YOUR INSTRUCTIONS
Every line below from the one containing "Query: short dark hair" through the one containing "as in [309,293]." must be transcribed exactly. Omit all lines outside that stretch.

━━━━━ AVAILABLE RECORDS ━━━━━

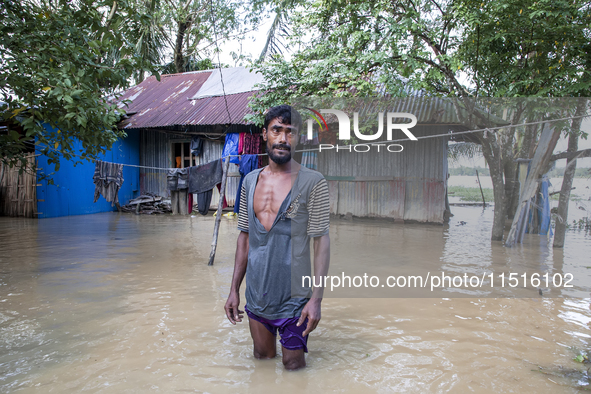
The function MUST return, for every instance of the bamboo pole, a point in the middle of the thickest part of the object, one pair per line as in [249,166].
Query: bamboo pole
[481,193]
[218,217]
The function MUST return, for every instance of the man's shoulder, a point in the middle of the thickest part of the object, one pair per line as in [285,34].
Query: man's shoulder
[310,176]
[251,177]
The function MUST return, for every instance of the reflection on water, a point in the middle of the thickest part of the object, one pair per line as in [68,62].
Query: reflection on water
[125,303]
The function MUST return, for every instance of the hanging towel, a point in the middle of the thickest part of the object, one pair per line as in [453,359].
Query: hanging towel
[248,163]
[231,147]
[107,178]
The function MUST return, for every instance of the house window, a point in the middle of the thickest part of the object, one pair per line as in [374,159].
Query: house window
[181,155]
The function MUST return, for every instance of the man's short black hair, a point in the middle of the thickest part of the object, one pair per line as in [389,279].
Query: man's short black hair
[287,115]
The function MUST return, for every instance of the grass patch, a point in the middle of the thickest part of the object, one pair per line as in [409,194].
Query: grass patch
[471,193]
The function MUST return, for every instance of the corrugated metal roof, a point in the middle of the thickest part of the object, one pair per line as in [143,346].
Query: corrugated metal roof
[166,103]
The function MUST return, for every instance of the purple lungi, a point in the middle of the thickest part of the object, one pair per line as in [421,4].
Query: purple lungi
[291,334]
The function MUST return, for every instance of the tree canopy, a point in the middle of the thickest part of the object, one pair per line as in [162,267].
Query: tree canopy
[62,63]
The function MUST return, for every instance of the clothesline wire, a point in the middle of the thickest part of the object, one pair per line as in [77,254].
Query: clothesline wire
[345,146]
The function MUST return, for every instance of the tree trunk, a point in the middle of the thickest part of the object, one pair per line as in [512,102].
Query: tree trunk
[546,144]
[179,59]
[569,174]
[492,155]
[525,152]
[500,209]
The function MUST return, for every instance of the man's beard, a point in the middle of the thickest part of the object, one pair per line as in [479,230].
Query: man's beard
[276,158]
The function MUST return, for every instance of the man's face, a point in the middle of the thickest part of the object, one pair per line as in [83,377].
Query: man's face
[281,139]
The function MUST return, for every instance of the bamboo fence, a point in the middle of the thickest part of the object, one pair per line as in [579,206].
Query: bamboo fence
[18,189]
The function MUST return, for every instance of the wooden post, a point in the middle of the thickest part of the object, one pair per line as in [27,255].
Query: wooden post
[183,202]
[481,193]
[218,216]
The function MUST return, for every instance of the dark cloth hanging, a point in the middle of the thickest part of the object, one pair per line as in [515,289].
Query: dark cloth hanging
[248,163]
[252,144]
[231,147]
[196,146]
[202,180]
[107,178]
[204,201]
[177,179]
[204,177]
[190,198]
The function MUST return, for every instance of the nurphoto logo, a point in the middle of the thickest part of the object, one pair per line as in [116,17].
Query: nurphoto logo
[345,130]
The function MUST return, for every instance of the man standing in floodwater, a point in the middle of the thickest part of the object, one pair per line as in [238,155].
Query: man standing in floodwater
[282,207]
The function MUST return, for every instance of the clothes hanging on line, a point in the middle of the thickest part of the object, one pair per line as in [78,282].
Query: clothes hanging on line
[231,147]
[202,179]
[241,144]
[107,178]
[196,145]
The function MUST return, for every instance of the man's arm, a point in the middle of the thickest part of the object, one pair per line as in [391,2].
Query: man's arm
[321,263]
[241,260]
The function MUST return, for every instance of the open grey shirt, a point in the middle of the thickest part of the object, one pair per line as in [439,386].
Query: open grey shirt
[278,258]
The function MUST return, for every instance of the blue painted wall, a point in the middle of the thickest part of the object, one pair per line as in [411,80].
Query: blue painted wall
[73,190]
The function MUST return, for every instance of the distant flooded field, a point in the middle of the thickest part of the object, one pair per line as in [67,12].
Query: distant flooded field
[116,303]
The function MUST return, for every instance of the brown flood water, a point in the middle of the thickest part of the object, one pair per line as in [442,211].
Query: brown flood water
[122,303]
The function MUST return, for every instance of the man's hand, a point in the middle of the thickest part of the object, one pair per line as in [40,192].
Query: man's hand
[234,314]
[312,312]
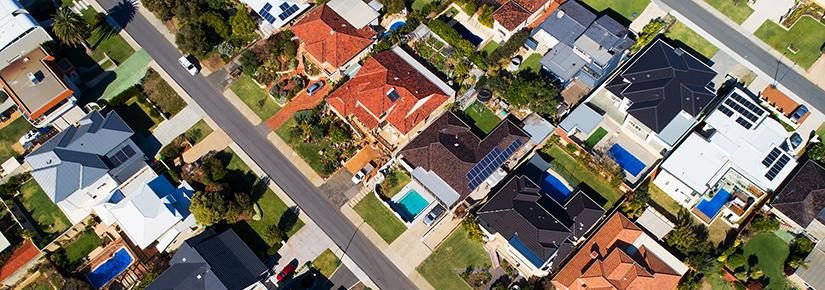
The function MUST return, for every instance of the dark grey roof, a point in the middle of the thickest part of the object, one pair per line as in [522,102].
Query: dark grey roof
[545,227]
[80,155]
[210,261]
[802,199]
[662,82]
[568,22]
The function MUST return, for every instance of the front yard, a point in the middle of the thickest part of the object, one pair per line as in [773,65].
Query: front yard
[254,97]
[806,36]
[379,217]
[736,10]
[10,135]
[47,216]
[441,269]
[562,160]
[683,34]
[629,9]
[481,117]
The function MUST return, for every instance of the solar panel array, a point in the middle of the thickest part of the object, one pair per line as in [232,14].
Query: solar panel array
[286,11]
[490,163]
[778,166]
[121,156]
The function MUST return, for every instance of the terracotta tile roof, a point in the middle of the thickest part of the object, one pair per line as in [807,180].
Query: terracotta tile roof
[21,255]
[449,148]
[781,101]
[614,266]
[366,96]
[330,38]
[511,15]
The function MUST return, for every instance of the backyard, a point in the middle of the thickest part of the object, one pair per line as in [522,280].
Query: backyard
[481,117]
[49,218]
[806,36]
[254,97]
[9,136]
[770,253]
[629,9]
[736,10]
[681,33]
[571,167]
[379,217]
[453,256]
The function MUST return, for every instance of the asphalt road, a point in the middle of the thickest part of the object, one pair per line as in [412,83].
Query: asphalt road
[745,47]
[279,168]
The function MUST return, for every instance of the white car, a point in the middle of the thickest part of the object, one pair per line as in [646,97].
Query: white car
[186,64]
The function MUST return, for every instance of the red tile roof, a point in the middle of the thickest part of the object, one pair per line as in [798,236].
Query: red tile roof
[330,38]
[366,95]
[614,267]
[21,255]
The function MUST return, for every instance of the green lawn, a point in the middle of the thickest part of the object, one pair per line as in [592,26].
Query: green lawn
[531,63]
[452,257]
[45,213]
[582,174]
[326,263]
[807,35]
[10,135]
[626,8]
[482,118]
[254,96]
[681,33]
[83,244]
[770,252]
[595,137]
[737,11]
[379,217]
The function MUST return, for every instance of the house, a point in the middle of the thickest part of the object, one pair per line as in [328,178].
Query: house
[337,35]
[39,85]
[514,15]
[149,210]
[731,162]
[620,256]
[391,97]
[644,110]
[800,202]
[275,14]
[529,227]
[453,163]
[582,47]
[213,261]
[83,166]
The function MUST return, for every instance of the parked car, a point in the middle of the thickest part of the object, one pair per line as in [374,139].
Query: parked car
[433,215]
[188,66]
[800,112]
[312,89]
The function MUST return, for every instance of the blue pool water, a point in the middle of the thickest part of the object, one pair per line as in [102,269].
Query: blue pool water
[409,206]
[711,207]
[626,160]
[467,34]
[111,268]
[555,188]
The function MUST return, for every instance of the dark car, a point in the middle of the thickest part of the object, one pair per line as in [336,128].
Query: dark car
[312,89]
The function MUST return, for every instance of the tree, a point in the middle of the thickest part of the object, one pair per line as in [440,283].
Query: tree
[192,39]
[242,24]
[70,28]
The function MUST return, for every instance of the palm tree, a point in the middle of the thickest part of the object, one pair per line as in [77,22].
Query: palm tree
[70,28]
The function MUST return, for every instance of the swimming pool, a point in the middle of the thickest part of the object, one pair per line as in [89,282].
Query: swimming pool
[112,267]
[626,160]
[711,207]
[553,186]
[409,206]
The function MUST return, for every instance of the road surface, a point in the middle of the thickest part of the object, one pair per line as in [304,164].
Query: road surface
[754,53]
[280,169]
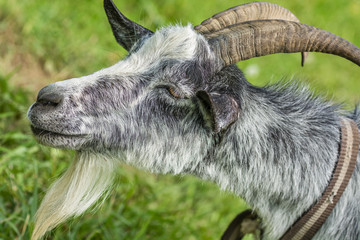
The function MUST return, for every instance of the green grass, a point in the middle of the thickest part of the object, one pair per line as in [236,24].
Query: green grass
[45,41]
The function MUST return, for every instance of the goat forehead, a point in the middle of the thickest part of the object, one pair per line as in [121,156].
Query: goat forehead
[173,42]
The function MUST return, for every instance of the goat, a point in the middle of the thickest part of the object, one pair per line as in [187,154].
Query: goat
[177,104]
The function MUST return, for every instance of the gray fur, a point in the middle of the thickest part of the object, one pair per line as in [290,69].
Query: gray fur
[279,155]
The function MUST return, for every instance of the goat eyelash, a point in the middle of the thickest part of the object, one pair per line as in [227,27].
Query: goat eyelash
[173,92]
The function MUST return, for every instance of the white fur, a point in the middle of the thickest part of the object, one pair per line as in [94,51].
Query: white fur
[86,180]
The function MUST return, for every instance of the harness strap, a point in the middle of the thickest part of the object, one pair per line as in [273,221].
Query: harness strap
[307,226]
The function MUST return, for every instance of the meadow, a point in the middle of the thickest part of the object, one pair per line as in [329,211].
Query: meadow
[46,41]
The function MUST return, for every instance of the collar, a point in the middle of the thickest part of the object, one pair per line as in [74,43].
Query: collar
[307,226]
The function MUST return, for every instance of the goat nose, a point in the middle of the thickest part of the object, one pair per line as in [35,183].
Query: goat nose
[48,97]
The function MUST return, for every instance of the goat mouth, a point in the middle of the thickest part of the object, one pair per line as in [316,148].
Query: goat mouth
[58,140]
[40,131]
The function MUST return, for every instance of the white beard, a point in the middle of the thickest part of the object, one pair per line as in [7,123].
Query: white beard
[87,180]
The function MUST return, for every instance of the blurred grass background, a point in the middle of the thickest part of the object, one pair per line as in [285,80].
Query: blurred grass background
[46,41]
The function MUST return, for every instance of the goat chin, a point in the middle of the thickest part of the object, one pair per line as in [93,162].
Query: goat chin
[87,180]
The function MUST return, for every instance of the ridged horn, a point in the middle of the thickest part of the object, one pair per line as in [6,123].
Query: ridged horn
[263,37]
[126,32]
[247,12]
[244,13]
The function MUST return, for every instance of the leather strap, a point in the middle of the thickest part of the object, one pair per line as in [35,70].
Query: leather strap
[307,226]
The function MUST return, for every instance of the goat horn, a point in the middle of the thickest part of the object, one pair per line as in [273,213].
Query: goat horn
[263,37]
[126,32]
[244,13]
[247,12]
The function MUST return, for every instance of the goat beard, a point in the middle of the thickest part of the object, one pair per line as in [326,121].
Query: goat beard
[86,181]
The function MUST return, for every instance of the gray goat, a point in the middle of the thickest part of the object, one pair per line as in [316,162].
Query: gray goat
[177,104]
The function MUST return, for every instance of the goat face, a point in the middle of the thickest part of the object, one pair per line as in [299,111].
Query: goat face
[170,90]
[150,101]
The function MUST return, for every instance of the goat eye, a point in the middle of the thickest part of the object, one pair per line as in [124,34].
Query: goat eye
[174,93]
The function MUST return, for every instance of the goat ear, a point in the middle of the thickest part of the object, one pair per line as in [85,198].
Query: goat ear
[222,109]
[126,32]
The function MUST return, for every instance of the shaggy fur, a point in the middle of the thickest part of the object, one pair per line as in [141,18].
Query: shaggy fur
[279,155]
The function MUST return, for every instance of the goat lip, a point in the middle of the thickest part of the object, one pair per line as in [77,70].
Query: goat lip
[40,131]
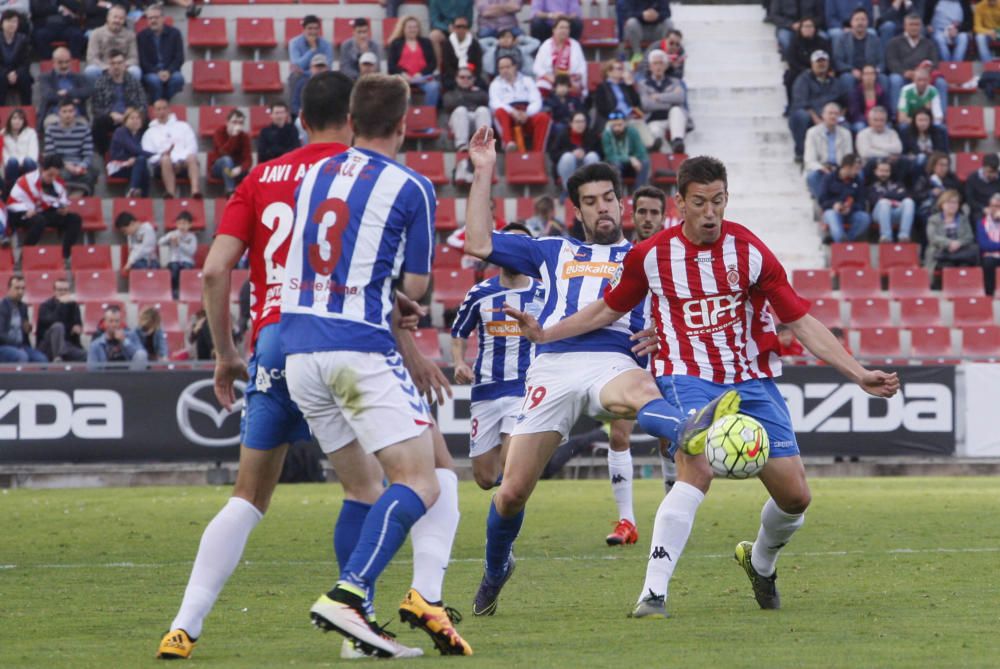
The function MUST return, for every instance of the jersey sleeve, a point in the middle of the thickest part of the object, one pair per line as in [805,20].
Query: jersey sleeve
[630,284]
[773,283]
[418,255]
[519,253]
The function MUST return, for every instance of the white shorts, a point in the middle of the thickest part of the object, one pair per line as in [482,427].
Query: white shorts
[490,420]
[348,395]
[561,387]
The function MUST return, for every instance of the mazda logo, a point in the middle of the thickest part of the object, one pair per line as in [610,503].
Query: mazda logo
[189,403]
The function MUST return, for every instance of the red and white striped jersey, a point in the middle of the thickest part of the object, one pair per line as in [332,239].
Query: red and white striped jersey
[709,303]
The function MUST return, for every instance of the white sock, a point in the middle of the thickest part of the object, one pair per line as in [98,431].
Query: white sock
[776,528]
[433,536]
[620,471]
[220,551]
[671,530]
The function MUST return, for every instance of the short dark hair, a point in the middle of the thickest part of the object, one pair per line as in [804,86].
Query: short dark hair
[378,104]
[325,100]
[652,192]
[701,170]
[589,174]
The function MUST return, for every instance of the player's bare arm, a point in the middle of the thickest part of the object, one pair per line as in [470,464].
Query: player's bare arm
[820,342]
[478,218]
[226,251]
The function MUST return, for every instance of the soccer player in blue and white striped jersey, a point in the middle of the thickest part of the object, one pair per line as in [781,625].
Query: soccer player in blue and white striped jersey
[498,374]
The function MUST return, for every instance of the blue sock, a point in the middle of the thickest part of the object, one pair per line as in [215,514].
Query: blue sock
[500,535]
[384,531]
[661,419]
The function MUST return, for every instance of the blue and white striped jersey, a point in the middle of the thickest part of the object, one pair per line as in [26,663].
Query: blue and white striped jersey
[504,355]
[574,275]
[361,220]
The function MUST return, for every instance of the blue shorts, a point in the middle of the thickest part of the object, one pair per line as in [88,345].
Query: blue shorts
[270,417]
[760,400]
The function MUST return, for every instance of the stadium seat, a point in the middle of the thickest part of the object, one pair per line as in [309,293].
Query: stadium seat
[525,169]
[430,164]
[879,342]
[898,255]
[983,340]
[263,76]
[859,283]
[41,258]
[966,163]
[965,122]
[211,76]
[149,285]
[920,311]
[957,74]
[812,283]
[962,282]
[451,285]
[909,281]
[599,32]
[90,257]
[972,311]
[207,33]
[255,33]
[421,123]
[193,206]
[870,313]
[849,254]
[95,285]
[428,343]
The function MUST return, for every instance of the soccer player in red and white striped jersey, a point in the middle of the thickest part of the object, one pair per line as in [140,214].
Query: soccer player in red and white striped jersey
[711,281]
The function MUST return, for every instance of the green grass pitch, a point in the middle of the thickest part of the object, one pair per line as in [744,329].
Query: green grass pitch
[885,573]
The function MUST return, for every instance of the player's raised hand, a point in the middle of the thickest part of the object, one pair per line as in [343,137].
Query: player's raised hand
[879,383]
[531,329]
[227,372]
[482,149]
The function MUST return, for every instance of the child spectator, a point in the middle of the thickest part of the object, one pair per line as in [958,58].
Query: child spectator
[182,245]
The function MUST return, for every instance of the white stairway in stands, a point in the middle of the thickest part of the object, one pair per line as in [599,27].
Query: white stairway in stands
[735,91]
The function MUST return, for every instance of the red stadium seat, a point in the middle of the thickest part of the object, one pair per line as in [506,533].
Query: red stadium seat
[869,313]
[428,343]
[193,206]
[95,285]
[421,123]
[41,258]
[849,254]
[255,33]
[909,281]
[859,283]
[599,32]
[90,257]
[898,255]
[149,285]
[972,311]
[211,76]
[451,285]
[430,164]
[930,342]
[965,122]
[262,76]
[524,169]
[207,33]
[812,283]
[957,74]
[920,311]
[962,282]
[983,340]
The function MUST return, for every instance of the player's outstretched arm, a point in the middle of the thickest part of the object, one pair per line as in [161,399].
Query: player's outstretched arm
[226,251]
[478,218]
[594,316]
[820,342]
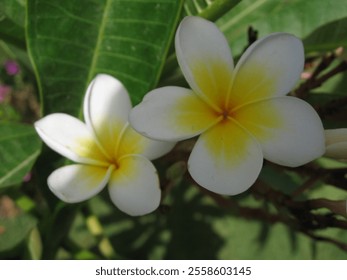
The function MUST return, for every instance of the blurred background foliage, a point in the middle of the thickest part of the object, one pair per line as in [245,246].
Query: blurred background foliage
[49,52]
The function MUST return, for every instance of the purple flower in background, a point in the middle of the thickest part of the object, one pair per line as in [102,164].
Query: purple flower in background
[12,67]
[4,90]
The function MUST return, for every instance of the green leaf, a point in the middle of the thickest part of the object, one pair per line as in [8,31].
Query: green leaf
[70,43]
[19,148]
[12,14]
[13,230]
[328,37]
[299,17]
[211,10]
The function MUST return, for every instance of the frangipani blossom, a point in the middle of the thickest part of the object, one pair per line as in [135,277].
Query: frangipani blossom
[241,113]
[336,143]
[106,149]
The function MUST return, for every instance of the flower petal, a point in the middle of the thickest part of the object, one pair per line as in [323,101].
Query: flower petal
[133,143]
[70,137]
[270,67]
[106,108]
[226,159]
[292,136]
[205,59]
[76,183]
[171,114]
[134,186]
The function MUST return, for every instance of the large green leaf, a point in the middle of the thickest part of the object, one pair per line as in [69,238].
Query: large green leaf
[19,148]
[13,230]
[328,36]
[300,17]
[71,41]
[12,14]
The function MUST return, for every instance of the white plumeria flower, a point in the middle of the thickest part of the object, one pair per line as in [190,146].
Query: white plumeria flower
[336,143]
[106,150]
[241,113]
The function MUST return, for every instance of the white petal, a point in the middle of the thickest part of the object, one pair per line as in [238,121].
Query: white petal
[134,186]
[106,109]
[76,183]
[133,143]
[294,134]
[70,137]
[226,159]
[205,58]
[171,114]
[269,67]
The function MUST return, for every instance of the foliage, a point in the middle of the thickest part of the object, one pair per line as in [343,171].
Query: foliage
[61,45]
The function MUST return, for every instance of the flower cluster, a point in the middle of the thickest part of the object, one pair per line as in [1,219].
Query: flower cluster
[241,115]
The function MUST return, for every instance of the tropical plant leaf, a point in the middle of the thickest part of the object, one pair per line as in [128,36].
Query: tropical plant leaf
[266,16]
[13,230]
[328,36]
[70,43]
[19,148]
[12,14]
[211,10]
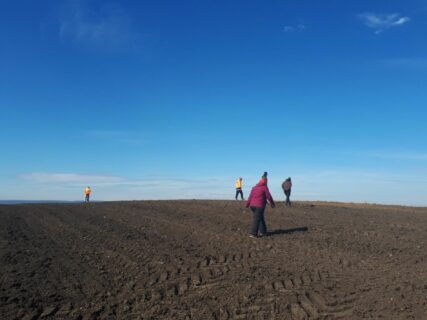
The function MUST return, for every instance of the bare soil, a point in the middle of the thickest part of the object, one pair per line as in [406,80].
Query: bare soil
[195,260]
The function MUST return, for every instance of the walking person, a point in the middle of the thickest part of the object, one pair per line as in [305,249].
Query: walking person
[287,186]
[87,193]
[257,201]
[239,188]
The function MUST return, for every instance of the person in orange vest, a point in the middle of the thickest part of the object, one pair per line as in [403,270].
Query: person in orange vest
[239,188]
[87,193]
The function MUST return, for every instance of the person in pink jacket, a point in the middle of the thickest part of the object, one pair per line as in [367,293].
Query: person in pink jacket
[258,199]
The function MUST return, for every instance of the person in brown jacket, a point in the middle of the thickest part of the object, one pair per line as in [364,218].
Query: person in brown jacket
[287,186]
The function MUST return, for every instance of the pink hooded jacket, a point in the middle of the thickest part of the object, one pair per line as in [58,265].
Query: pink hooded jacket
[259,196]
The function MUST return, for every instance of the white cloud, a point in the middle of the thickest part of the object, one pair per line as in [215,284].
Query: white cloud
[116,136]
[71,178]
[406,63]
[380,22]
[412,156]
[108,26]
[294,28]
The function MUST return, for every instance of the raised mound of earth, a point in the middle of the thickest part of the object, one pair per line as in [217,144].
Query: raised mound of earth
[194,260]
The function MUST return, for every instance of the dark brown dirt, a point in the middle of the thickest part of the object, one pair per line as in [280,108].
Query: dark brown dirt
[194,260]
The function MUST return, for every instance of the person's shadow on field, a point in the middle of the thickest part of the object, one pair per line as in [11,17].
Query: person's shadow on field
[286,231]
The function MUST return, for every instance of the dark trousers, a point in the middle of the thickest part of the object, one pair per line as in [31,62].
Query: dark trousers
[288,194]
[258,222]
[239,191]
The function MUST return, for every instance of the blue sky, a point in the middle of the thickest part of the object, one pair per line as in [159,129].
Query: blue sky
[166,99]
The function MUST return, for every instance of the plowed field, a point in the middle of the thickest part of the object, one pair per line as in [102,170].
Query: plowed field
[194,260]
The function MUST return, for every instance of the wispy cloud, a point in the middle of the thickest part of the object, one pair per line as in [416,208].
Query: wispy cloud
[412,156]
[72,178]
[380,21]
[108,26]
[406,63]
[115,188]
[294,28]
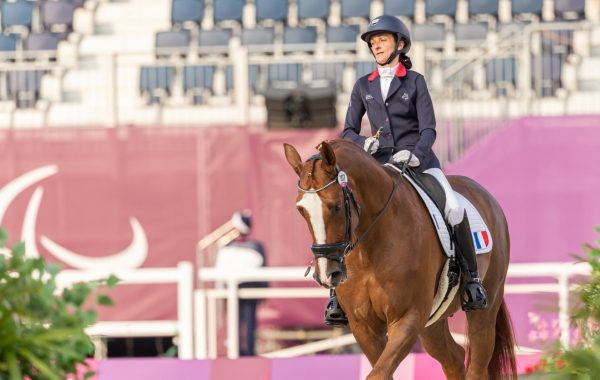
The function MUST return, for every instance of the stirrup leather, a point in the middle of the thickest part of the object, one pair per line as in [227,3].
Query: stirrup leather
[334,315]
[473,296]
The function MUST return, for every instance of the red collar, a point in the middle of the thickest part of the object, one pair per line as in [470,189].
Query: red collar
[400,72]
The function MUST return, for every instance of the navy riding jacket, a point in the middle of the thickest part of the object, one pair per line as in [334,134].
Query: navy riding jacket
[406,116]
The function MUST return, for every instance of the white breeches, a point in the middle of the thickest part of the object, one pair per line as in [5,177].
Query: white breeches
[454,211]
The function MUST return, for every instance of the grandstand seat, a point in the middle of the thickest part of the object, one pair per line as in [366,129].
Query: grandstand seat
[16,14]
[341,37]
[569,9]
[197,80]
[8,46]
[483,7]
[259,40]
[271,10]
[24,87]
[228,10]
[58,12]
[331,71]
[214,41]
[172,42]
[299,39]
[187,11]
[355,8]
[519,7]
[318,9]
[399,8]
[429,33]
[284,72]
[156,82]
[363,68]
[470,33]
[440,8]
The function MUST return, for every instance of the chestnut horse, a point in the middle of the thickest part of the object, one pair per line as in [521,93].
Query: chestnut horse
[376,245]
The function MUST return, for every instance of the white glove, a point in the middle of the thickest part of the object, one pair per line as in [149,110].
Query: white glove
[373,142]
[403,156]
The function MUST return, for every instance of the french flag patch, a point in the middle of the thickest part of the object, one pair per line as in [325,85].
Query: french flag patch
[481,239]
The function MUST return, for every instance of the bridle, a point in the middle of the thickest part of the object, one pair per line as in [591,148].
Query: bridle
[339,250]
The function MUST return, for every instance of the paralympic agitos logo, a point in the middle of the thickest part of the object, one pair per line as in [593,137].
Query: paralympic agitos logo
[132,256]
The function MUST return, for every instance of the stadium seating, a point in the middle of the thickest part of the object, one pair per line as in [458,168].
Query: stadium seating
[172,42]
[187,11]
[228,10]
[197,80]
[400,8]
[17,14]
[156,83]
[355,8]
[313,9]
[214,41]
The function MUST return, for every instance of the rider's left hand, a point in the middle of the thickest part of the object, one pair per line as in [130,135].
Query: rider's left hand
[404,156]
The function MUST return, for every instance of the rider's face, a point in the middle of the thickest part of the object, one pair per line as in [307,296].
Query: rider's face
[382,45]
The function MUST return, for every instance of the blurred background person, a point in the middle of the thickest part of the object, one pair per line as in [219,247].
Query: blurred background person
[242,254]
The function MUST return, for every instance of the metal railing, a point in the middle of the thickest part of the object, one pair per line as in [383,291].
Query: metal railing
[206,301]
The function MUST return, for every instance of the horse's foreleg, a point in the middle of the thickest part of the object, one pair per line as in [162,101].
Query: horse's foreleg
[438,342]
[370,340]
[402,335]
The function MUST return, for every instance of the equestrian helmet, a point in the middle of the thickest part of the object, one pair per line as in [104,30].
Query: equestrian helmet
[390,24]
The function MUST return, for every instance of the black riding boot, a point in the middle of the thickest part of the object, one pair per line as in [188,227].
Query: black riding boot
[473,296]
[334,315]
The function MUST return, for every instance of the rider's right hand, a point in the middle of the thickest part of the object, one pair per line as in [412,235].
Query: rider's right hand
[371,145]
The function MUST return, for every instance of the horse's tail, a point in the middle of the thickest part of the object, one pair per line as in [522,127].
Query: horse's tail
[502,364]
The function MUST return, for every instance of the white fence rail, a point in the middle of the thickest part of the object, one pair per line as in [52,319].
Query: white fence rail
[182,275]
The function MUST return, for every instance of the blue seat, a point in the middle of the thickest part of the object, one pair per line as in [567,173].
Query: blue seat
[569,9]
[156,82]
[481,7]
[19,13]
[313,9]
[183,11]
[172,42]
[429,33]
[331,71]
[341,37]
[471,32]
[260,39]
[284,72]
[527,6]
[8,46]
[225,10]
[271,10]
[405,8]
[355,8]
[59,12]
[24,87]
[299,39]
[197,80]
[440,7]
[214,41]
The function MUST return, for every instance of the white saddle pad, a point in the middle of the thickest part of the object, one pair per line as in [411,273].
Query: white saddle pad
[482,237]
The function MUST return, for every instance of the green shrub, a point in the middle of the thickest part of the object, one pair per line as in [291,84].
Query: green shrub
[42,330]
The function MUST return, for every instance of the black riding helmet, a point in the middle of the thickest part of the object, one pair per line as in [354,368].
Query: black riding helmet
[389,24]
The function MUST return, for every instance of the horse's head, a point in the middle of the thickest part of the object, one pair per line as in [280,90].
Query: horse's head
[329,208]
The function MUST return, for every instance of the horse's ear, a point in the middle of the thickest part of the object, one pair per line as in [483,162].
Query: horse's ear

━━━━━

TASK RESPONSE
Query: short dark hair
[378,104]
[325,100]
[652,192]
[701,170]
[589,174]
The function MUST return, for every instance of the player's bare arm, a point in the middle of the thickest part of the object, one pair per line as in [470,464].
Query: player's bare arm
[820,342]
[478,218]
[226,251]
The function MUST return, for every instance of the soccer player in blue and white striped jersey, a point in the middle of the thickest part of the object, one pair per line as in [781,625].
Query: soccer player in blue and white striped jersey
[498,374]
The function MUST return, for every instance of the blue sock, a point in the middle of the thickest part of the object, one pair per line as in [215,514].
Query: blue sock
[500,535]
[384,531]
[661,419]
The function MUST return, for every instance of the blue and white striped jersey, a point in the middle of the thickest part of the object, one pair per line as in [26,663].
Query: blue and white striped jersey
[504,355]
[574,275]
[361,220]
The function MUST return, for every instance of the blue shorts, a point in the middle of the thickest part of the object, one pair per line as in [88,345].
Query: blue shorts
[270,417]
[760,400]
The function MUST return, for every instance of the stadium seat, a point in the middle of the thickest part of the object, one pair per line as in [309,293].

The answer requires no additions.